# Objective
Rewrite the entries from the line containing "Question. For every instance of the elevated" through the last entry, inclusive, with every "pillar" changed to "column" and nothing else altered. Return only those lines.

Dataset entries about object locations
━━━━━━━━━━━━━━━━
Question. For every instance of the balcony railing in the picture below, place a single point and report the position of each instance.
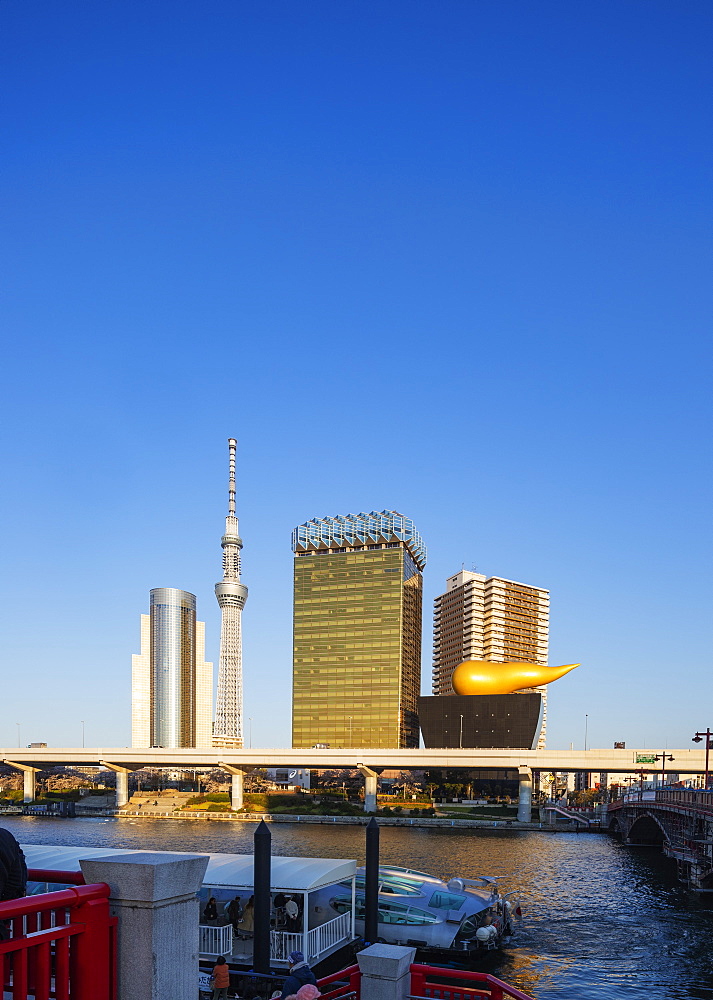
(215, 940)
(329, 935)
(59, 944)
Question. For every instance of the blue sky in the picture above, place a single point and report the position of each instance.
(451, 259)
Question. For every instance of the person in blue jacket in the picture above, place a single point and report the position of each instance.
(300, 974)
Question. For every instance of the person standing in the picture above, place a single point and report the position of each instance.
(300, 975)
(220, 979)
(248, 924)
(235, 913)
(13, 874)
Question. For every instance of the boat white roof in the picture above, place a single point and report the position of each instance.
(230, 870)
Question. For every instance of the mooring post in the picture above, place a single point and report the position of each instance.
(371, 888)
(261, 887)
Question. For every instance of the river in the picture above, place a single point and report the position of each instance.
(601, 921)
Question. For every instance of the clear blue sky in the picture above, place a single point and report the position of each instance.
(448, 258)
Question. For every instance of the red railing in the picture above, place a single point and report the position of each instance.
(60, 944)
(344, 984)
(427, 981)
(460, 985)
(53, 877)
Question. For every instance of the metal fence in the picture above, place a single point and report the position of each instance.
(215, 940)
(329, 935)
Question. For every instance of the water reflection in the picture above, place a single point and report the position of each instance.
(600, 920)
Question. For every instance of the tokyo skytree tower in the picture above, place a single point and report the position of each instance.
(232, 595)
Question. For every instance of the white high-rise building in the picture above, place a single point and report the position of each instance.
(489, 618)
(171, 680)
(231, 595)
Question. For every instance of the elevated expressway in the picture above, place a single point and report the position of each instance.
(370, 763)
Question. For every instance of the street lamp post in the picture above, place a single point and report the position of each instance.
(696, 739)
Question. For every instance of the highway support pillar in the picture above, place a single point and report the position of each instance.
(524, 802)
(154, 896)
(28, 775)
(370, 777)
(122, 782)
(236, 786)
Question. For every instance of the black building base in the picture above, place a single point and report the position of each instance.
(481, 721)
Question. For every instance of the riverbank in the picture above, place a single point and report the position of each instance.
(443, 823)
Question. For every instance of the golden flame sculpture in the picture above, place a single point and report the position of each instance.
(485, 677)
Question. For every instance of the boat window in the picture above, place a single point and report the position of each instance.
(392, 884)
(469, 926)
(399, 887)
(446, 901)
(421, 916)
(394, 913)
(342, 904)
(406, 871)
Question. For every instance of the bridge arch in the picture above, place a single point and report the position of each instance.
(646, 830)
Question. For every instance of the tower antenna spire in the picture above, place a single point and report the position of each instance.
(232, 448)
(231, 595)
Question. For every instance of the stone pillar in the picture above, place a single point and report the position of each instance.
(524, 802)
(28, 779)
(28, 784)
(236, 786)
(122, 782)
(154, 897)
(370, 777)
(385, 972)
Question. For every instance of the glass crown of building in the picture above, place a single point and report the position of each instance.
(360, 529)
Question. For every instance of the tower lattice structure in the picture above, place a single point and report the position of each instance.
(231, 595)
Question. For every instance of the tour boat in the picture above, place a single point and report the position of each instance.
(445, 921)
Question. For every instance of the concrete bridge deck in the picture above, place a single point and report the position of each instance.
━━━━━━━━━━━━━━━━
# Answer in full
Question. For every instance of the elevated expressway in the picture above, place a single point and report the position of each instance.
(370, 763)
Question. For every instance of the street lamp post in the picture above, place a single point and report the position of each instance.
(696, 739)
Question. For every instance of the highway support column in the picture above, place a single point and report the position of each instance.
(524, 802)
(154, 896)
(28, 775)
(370, 777)
(122, 782)
(236, 786)
Question. For every instance of the black building base in the picture above, place a single point and report the position of each instance.
(481, 721)
Question. For every instance of the riverbank in the picture above, place a single point and report the position of each instance.
(443, 823)
Question. For every instance of the golden flame sculpture in the picture above, place a single point and report the position of each instance.
(485, 677)
Question. For every instance of the boat window in the picture above, place a single point and report the position of each instance.
(392, 884)
(469, 926)
(399, 887)
(446, 901)
(421, 916)
(394, 913)
(342, 904)
(406, 871)
Question. For every instance of the bridge arch in the picture above, place a single point and report the position of each instance.
(646, 830)
Question. For every instance of the tower antenna spire in the picture above, place a single point and report the position of each instance.
(232, 448)
(231, 595)
Question. For every instance of the stone column in the picture above, place a single point and report the position of each instance.
(524, 802)
(28, 779)
(28, 784)
(236, 786)
(122, 782)
(154, 897)
(370, 777)
(385, 972)
Question. For every instance of the glass crown of building in the picture above, place a single point and report the position of each instance.
(360, 529)
Question. For every instance of the tower lattice structure in the picture above, place a single point and report the position of each instance.
(231, 595)
Question. For every instance of the tour boat in the picture above, place a single point and report the position of each instance.
(445, 921)
Question. For every instance of the concrete bridge deck in the picture above, place a single point and report the position of each instance.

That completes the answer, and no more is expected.